------ Document extract

It’s been over a month since I rang the bell at the Peace Corps office and officially closed my Peace Corps service. Due to the fact that I was not immediately leaving Madagascar, but rather traveling to the south of Madagascar before leaving the country, I didn’t feel any different once I transitioned from a Peace Corps Volunteer to a Returned Peace Corps Volunteer. I wasn’t emotional either, as I was excited about my upcoming travel plans and thrilled to finally be done with all the paperwork and meetings that are part of COS week.
Of course leaving Tanambe had been hard, but at the same time, I was so busy in the weeks and months leading up to my departure and tried to block out thinking about my departure and good byes too much, as I didn’t want to get too emotional. My friend, Denis organized a good bye party for me about a week before I left Tanambe. Although there were issues with the electricity and music, it was sweet and it was nice to see my students and community members. After the party, however, many people were confused as I didn’t leave Tanambe for another week. Similarly, I took photos with some of my favorite vendors in Tanambe before my departure and told them that I would be leaving in a few days. Then, the following day, when these vendors saw me again, they asked me why I hadn’t left yet.
The day before my departure from Tanambe, I gathered all my neighborhood kids together to say good bye and to share the hundreds of photos that I had taken of them over the two years with them. During my time in Tanambe, I spent much time with these kids, playing games, dancing, reading books, doing art, taking photos, and so much more. On this particular day, I sat all the kids down, which was a huge task in itself and explained to them that I would be leaving Tanambe the following morning. Many of the kids already knew that I was leaving because they attended my English Course or I had already told them, but I wanted to make sure that they all understood.
I shared some of my favorite photos of the kids with them on my laptop, which turned into quite a circus as there were so many kids trying to see the screen. I made a CD of all the photos so that the kids and their parents could print copies of the photos if they want. In addition, I gave all the kids photos of myself that I had taken off my house walls. Some of the photos had been taken in Madagascar, while others were from pre-Peace Corps. As if there wasn’t enough craziness from giving out the photos, then I gave the kids candy. Things turned insane, as one could expect, and as I had run out of candy and photos, I had to leave before I was trampled by the children. The kids followed me home and I had to quickly close the gate behind me and lock them out, although that definitely did not stop them from banging on the gate and calling out my name.

------------
------ Recorded data

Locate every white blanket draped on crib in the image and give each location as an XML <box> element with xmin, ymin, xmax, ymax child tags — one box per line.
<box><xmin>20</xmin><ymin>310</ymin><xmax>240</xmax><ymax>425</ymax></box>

------------

Problems and tasks:
**A.** In the farewell post, turn the paragraph beginning "I shared some of my favorite photos" into a short bulleted list that keeps its main facts.
**B.** According to the farewell post, who organized the goodbye party in Tanambe?

Expected results:
**A.**
- Favorite photos of the kids were shown on a laptop, drawing a crowd of children trying to see the screen.
- A CD of all the photos was made so the kids and their parents could print copies.
- The kids also received photos of the writer taken down from the house walls, some from Madagascar and some from before the Peace Corps.
- Candy was handed out, and the scene became chaotic.
- With the candy and photos gone, the writer left to avoid being trampled.
- The kids followed to the house, where the writer locked the gate behind, and they kept banging on it and calling out the writer's name.

**B.** The writer's friend Denis.